▶ **Alıştırma görevi 1**:
Z kuşağının dili üzerine olan alıntıya göre aşağıdaki soruları yanıtlayın.
(a) Kelimeler kısaltılırken ortadaysa hangi harf düşürülür?
(b) Gençlerin kısalttığı "bio" kelimesi neyin kısaltmasıdır?
(c) "herkes" yerine hangi yanlış yazım görülüyor?
▶ **Alıştırma görevi 2**:
Z kuşağının dili üzerine olan alıntının devamını yazın.

Nude: İngilizcesi "çıplaklık" olan "nude" sözcüğü genellikle sosyal medya da: "çıplak fotoğraf" anlamın a kullanılır örnekler: "send nudes" (çıplak fotoğraflarını at), ya da "nude at" gibi, anlayacağınız üzere "çıplak fotoğrafını at" diyor.
Amk, mk, mq, aw, aq - **ına k*****m
Bir çok kelimeyi kısalttığımız da görebilirsiniz evet bu doğru mesela "y" ortada ise düşürürüz:
"yapıoz" - yapıyoruz
"gidioz" - gidiyoruz
"napiosun" - napıyorsun?
"seviom" - seviyorum
Bunlar sürüp gider. Bazen "-orum" bırakıldığı da görülür. Bunlar yazı dilin de kolay konuşabilmek içindir. Tabii ki Z kuşağının bunlar asla normal Türkçesine yansımaz. Fakat kelime telaffuzları olsun bazen yanlış olduğu görülüyor "yapamazsın" yerine "yapamassın" ya da "herkes" yerine "herkez", "her şey" yerine birleşik yazıp "herşey" gibi.
İngilizce kullanma konusuna detaylı girmeden önce "Z kuşağının en çok kullandığı uygulamaları"da bilmek zorundasınız eğer tanımak istiyorsanız. Öncelikle kısaltmaları da gördük ve şöyle söyleyebilirim: gençler ingilizce kelimeleri de kısaltıyorlar. "bio" - biyografi gibi az kelimeler.

(Veri kümesi satırları)

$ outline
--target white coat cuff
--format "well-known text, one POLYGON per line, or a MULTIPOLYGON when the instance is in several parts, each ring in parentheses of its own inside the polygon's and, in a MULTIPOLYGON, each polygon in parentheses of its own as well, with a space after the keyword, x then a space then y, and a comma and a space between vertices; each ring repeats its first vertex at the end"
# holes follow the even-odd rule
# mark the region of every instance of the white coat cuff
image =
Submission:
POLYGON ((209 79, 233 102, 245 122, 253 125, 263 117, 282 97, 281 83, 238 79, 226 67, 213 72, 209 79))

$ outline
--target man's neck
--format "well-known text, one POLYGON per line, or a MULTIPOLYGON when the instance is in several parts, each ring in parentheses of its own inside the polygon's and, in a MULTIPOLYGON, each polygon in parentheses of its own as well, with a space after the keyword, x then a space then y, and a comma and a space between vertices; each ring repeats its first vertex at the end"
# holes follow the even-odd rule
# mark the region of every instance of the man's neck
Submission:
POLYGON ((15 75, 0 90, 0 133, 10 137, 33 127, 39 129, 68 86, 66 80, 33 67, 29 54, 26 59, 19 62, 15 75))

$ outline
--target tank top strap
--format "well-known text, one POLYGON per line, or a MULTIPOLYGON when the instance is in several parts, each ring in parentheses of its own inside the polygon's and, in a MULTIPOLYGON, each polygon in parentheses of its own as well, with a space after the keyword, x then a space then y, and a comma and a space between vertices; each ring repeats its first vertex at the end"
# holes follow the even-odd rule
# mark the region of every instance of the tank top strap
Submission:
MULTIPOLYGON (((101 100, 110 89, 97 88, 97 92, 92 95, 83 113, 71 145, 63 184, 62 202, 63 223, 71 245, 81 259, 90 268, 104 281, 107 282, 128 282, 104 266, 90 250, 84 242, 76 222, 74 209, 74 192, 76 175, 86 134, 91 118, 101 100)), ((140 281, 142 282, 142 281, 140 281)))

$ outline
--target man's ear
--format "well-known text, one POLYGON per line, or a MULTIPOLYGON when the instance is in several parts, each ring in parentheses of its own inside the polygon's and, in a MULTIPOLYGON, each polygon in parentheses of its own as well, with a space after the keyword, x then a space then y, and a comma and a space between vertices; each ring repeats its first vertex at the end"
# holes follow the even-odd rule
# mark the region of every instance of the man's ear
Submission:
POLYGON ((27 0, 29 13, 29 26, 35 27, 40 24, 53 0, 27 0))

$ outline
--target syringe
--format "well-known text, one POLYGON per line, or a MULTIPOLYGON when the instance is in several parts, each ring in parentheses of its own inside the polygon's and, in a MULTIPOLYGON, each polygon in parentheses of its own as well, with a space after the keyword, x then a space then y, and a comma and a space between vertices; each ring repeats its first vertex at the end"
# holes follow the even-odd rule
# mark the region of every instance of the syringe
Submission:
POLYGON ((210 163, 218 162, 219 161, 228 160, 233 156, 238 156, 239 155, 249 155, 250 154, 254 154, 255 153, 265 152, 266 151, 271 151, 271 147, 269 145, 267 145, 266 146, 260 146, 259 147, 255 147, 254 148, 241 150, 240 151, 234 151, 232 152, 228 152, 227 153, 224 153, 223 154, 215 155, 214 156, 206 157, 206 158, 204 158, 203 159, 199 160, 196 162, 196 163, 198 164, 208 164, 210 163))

▶ **Alıştırma çıktısı 1**:
(a) "y" harfi
(b) Biyografi
(c) "herkez"

▶ **Alıştırma çıktısı 2**:
Sokak röportajların da en çok gördüğüm şey: Z kuşağının, Türklüğünü korumaya çalışması. Ve ki Z kuşağından önce ki kuşakların ve İslamcı kesimin Türklüğü yok sayması. Bu çocuklar elbette ki Müslüman bundan kuşku yok. Fakat Türklüklerini de koruyorlar. Elbette Türkçü-Milliyetçi olsunlar ya da bunlar Türkçü-Milliyetçi de demiyorum. Fakat kendi ırklarını, milletlerini, vatanlarını müdafaa etsinler.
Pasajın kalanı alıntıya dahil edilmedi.